Please turn all the lines below into a numbered list, leaving out any blank lines.

**SUPPLIED MATERIAL:**
———

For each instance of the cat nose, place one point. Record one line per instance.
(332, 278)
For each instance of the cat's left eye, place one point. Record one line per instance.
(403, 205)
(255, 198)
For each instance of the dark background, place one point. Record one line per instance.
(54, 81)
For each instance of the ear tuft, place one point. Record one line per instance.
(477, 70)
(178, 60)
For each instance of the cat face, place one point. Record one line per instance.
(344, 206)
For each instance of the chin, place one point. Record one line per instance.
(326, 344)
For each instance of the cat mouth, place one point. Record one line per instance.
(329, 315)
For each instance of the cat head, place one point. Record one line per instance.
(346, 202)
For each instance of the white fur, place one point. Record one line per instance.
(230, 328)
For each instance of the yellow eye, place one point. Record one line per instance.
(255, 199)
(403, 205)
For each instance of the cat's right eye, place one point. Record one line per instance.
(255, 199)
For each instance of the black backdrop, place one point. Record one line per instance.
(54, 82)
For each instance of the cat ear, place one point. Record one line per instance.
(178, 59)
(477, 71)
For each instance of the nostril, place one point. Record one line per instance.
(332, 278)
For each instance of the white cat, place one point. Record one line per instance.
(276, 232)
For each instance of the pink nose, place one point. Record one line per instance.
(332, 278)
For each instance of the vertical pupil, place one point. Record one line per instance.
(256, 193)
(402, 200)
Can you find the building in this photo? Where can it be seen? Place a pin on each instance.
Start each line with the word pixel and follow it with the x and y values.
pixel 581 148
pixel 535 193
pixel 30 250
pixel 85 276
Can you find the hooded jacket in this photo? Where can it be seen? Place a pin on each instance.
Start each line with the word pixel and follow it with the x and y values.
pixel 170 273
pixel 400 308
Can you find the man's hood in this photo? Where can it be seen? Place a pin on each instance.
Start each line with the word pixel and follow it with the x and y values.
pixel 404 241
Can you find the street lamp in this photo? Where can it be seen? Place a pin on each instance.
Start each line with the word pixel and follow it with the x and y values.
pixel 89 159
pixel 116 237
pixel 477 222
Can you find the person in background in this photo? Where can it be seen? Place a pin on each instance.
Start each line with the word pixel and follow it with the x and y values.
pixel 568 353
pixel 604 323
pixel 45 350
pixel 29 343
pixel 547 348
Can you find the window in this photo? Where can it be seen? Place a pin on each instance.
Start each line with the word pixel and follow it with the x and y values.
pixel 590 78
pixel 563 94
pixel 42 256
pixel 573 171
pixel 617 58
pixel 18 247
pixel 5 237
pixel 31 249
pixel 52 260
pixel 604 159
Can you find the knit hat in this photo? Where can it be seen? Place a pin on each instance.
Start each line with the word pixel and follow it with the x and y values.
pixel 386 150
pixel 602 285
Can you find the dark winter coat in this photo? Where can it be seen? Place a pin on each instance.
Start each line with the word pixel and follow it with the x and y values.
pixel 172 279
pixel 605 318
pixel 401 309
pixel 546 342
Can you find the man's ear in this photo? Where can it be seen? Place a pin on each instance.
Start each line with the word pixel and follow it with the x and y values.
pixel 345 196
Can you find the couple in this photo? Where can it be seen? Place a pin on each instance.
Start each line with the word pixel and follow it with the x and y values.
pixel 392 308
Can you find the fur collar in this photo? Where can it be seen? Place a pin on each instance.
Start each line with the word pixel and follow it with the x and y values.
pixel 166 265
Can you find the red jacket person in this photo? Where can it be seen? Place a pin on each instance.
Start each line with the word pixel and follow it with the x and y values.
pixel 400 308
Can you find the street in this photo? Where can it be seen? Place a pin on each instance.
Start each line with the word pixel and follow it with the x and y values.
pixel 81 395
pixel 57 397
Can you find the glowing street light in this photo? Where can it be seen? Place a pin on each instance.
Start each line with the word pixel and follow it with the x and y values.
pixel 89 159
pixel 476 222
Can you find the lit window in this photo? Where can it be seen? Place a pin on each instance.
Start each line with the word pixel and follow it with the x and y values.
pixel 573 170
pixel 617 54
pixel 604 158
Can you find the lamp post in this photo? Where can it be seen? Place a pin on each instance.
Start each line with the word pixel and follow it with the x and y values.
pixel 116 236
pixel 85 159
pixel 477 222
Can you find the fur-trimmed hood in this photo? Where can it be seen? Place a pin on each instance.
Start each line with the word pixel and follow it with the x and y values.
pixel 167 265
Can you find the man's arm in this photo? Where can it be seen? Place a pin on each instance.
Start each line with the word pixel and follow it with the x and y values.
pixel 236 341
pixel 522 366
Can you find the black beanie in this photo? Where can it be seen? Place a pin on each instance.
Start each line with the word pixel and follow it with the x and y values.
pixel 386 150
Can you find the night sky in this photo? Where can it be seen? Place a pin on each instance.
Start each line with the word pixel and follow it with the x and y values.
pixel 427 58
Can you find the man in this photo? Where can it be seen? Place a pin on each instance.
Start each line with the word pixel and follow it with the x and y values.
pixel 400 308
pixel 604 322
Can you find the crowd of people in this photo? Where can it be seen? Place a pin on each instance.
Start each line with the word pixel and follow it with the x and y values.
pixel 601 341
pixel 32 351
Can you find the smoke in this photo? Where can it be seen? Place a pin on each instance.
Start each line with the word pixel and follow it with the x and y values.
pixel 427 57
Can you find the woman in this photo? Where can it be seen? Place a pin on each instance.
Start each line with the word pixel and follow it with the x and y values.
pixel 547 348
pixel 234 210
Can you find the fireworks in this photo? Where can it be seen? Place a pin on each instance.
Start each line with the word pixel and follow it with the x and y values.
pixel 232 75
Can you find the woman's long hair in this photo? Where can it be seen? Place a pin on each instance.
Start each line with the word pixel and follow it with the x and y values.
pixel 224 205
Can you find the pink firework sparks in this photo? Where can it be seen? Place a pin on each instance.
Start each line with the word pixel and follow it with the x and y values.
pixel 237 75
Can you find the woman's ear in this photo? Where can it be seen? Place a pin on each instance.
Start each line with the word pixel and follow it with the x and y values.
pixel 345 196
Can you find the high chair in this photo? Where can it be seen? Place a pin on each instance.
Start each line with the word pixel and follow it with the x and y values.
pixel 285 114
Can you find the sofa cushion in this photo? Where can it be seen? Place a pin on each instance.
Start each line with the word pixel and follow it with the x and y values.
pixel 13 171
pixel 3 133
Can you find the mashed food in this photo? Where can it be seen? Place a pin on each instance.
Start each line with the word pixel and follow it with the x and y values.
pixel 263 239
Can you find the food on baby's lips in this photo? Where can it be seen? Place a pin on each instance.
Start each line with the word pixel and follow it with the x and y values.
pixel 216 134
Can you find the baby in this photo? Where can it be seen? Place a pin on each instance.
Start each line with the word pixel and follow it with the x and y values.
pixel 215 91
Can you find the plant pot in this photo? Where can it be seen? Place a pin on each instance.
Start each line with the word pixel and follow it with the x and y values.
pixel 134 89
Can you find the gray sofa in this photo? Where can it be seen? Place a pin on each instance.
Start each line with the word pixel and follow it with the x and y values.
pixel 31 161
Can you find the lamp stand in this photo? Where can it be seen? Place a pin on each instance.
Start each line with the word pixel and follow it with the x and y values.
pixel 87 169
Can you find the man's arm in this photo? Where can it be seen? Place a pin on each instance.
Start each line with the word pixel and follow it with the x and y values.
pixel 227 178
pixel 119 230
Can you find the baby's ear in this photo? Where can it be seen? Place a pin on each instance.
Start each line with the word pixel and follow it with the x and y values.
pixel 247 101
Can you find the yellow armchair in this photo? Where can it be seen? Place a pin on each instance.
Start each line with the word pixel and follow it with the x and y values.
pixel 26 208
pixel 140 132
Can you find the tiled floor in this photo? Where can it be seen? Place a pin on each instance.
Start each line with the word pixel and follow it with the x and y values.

———

**EXERCISE RESULT:**
1. For each instance of the cat nose, place one point. Record one line per instance.
2. (332, 278)
3. For each instance of the cat's left eye, place one point. Record one line per instance.
4. (403, 205)
5. (255, 198)
6. For each instance of the dark background, place one point. Record one line per instance.
7. (54, 81)
8. For each instance of the ear tuft, place one point. Record one line per instance.
9. (477, 70)
10. (178, 60)
11. For each instance of the cat face, place one point. Record one line per instance.
12. (344, 206)
13. For each instance of the chin, place one point. Record one line per instance.
14. (326, 344)
15. For each instance of the cat mouth, place one point. Record one line per instance.
16. (329, 315)
17. For each instance of the cat head, place one point. Record one line per instance.
18. (346, 202)
19. For each instance of the white fur, place one point. Record one line per instance.
20. (230, 328)
21. For each instance of the yellow eye, place one point. Record one line per instance.
22. (255, 199)
23. (403, 205)
24. For each instance of the cat's right eye, place one point. Record one line per instance.
25. (255, 199)
26. For each instance of the black backdrop, place one point. Record one line per instance.
27. (54, 82)
28. For each instance of the cat ear, place one point. Record one line per instance.
29. (178, 59)
30. (477, 71)
31. For each instance of the nostril, place one point. Record one line per instance.
32. (332, 278)
33. For each instance of the white cat, place one point. Record one line per instance.
34. (276, 232)
35. For each instance of the pink nose, place one point. Record one line per instance.
36. (332, 278)
37. For each instance of the vertical pupil, place one point. Record one line per instance.
38. (256, 193)
39. (402, 200)
40. Can you find the building in this photo? Where can it be seen? Place a pin on each instance.
41. Start each line with the word pixel and follow it with the x and y values.
42. pixel 581 148
43. pixel 535 193
44. pixel 30 250
45. pixel 85 276
46. Can you find the hooded jacket in this photo? Where can it be seen? Place a pin on each instance.
47. Start each line with the word pixel and follow it with the x and y values.
48. pixel 170 273
49. pixel 400 308
50. Can you find the man's hood in this photo? Where can it be seen? Place a pin on each instance.
51. Start each line with the word pixel and follow it with the x and y values.
52. pixel 404 241
53. Can you find the street lamp in this photo? Where can it be seen? Place a pin on each instance.
54. Start each line with the word pixel and follow it with the x and y values.
55. pixel 89 159
56. pixel 116 237
57. pixel 477 222
58. Can you find the person in background in this photo? Where can it be seen? Place a pin on each instance.
59. Start each line with the word pixel and follow it with the x and y values.
60. pixel 568 353
61. pixel 604 323
62. pixel 45 350
63. pixel 29 343
64. pixel 547 348
65. Can you find the window in this photo? Where can it be seen? Place a pin on each instance.
66. Start each line with the word pixel and follow it with the x and y values.
67. pixel 590 78
68. pixel 563 94
69. pixel 42 256
70. pixel 573 171
71. pixel 617 58
72. pixel 18 247
73. pixel 5 237
74. pixel 31 249
75. pixel 52 260
76. pixel 604 159
77. Can you find the knit hat in this photo? Where can it be seen? Place a pin on each instance.
78. Start each line with the word pixel and follow it with the x and y values.
79. pixel 386 150
80. pixel 602 285
81. Can you find the dark winter coat in this photo? Where can it be seen? Place a pin on each instance.
82. Start each line with the word pixel and follow it with the x and y values.
83. pixel 172 279
84. pixel 605 318
85. pixel 401 309
86. pixel 546 342
87. Can you find the man's ear in this photo? Where can it be seen? Place a pin on each instance.
88. Start each line with the word pixel and follow it with the x and y values.
89. pixel 345 196
90. Can you find the couple in this photo? Where can it be seen? Place a pin on each instance.
91. Start each line with the word pixel and follow it with the x and y values.
92. pixel 392 308
93. Can you find the fur collar in this photo? Where can it be seen? Place a pin on each instance.
94. Start each line with the word pixel and follow it with the x and y values.
95. pixel 166 265
96. Can you find the red jacket person in this photo? Where can it be seen? Place a pin on each instance.
97. Start each line with the word pixel and follow it with the x and y values.
98. pixel 400 308
99. Can you find the street in this photo? Where can it be seen? Place a pin on each instance.
100. Start each line with the word pixel and follow it with the x and y values.
101. pixel 81 395
102. pixel 57 397
103. Can you find the glowing street light in this photo? Where can it be seen? Place a pin on each instance.
104. Start each line with the word pixel and follow it with the x and y values.
105. pixel 89 159
106. pixel 476 222
107. Can you find the lit window in this photo? Where can it be seen? Place a pin on each instance.
108. Start each line with the word pixel and follow it with the x and y values.
109. pixel 573 170
110. pixel 617 54
111. pixel 604 158
112. Can you find the lamp post in this photo? Where can it be seen? Place a pin on each instance.
113. Start each line with the word pixel and follow it with the x and y values.
114. pixel 116 236
115. pixel 85 159
116. pixel 477 222
117. Can you find the fur-trimmed hood in this photo? Where can it be seen? Place a pin on each instance.
118. Start each line with the word pixel and follow it with the x and y values.
119. pixel 167 265
120. Can you find the man's arm in this photo? Where can it be seen? Place a pin on each instance.
121. Start each line with the word pixel and follow it with the x and y values.
122. pixel 236 341
123. pixel 522 366
124. Can you find the black beanie in this photo? Where can it be seen? Place a pin on each instance.
125. Start each line with the word pixel and follow it with the x and y values.
126. pixel 386 150
127. Can you find the night sky in this photo? Where can it be seen? Place a pin on each instance.
128. Start each line with the word pixel and follow it with the x and y values.
129. pixel 427 58
130. Can you find the man in this photo? Where can it be seen? Place a pin on each instance.
131. Start each line with the word pixel and follow it with the x and y values.
132. pixel 400 308
133. pixel 604 322
134. Can you find the crowd of people in this photo? Where can it be seen? Place a pin on each instance.
135. Start each line with the word pixel and follow it with the x and y values.
136. pixel 601 341
137. pixel 32 351
138. Can you find the smoke in this photo? Where can it be seen? Place a pin on each instance.
139. Start each line with the word pixel and follow it with the x and y values.
140. pixel 427 57
141. Can you find the woman in this photo? Where can it be seen? Place a pin on each instance.
142. Start each line with the word pixel and follow it with the x and y values.
143. pixel 547 348
144. pixel 234 210
145. Can you find the fireworks in this photo? Where can it be seen? Place a pin on each instance.
146. Start each line with the word pixel and follow it with the x and y values.
147. pixel 232 75
148. Can you find the woman's long hair in this photo? Where can it be seen? Place a pin on each instance.
149. Start each line with the word pixel and follow it with the x and y values.
150. pixel 224 205
151. Can you find the pink firework sparks in this photo? Where can it be seen? Place a pin on each instance.
152. Start each line with the word pixel and follow it with the x and y values.
153. pixel 237 75
154. Can you find the woman's ear in this photo? Where can it be seen? Place a pin on each instance.
155. Start each line with the word pixel and follow it with the x and y values.
156. pixel 345 196
157. Can you find the high chair in this photo? Where can it be seen? Place a pin on each instance.
158. Start each line with the word pixel and follow it with the x and y values.
159. pixel 285 114
160. Can you find the sofa cushion in this photo? Where can it be seen? Place a pin on each instance.
161. Start each line with the word pixel and follow it with the x and y values.
162. pixel 13 171
163. pixel 3 133
164. Can you find the mashed food in this photo? Where can it be seen? Place a pin on each instance.
165. Start each line with the word pixel and follow it with the x and y values.
166. pixel 263 239
167. Can you find the food on baby's lips in this photo? Where can it be seen? Place a pin on each instance.
168. Start each line with the word pixel and follow it with the x and y values.
169. pixel 216 134
170. Can you find the baby in this photo? Where can it be seen? Place a pin on each instance.
171. Start each line with the word pixel and follow it with the x and y values.
172. pixel 215 91
173. Can you find the plant pot in this photo? Where can it be seen? Place a pin on each instance.
174. Start each line with the word pixel and follow it with the x and y values.
175. pixel 134 89
176. Can you find the gray sofa in this photo? Where can it be seen? Place a pin on each instance.
177. Start each line with the word pixel and follow it with the x and y values.
178. pixel 31 161
179. Can you find the lamp stand in this photo? Where can it be seen? Place a pin on each instance.
180. Start each line with the word pixel and follow it with the x and y values.
181. pixel 87 169
182. Can you find the man's arm in this photo? Where can it be seen? Place a pin on each instance.
183. Start each line with the word pixel and follow it with the x and y values.
184. pixel 227 178
185. pixel 119 230
186. Can you find the baby's ear in this photo? Where can it be seen? Place a pin on each instance.
187. Start each line with the word pixel and follow it with the x and y values.
188. pixel 247 101
189. Can you find the yellow armchair in this photo? Where can it be seen? Place a pin on each instance.
190. Start each line with the word pixel and follow it with the x and y values.
191. pixel 26 208
192. pixel 140 132
193. Can you find the tiled floor in this photo? Where can it be seen? Place a pin on each instance.
194. Start each line with the word pixel and follow it with the x and y values.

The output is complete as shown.